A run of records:
--------
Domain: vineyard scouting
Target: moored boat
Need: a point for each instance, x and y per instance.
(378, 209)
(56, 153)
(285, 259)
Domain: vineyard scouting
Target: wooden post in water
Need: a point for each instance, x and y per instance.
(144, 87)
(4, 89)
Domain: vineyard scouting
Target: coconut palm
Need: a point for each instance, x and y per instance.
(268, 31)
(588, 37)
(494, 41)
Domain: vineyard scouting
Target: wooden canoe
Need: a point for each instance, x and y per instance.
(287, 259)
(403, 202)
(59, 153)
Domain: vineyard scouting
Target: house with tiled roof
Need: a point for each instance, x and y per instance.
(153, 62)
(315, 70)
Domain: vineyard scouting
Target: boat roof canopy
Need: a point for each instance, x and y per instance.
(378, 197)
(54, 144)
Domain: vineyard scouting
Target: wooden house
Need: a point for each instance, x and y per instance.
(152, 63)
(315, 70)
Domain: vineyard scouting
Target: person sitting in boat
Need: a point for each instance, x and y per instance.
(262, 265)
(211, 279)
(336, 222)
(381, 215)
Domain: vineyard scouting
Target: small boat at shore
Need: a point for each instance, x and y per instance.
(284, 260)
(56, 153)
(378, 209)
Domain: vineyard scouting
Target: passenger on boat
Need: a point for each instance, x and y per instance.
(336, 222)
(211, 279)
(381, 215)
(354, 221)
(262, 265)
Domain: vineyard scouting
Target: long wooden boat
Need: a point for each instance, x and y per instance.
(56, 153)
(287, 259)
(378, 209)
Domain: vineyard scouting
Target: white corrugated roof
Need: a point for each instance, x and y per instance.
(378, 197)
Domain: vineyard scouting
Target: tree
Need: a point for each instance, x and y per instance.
--------
- _What the exercise asks_
The entries above must be returned in full, exactly as shown.

- _Full output_
Domain: vineyard scouting
Target: moored boat
Need: a point for each instance, x and y per instance.
(378, 209)
(56, 153)
(285, 259)
Domain: vineyard scouting
Target: wooden post in water
Need: a point for each instance, x and y per instance.
(144, 87)
(4, 89)
Domain: vineyard scouting
Target: coconut palm
Need: a point for each instance, x and y per instance.
(268, 31)
(588, 37)
(494, 41)
Domain: vineyard scouting
Target: wooden canoe
Need: a point for each instance, x and y per instance.
(287, 259)
(403, 202)
(59, 153)
Domain: vineyard scouting
Target: house with tiled roof
Need: a point for each instance, x and y per instance.
(153, 62)
(315, 70)
Domain: vineyard scouting
Target: boat roof canopy
Need: a point for each instance, x and y per instance.
(378, 197)
(54, 144)
Domain: vineyard scouting
Target: wooden house
Need: a point for each instance, x and y per instance.
(152, 63)
(315, 70)
Domain: vineyard scouting
Target: person sitting in boat
Need: a point for each instance, x and y per instance.
(262, 265)
(211, 279)
(336, 222)
(381, 215)
Domain: vineyard scouting
Target: small boat at shore
Need: a point for each instance, x and y per instance.
(284, 260)
(56, 153)
(378, 209)
Domain: vineyard scouting
Target: passenger on boat
Need: a point for each instance, x and y per instance.
(336, 222)
(211, 279)
(381, 215)
(354, 221)
(262, 265)
Domain: vineyard scouting
Target: long wooden boat
Need: a point for each instance, x and y per instance.
(56, 153)
(287, 259)
(378, 209)
Domain: vineyard scouting
Target: white corrugated roof
Need: a point for each instance, x and y per instance.
(378, 197)
Domain: vineyard scouting
Target: tree
Need: a point for each instance, x and y per instance.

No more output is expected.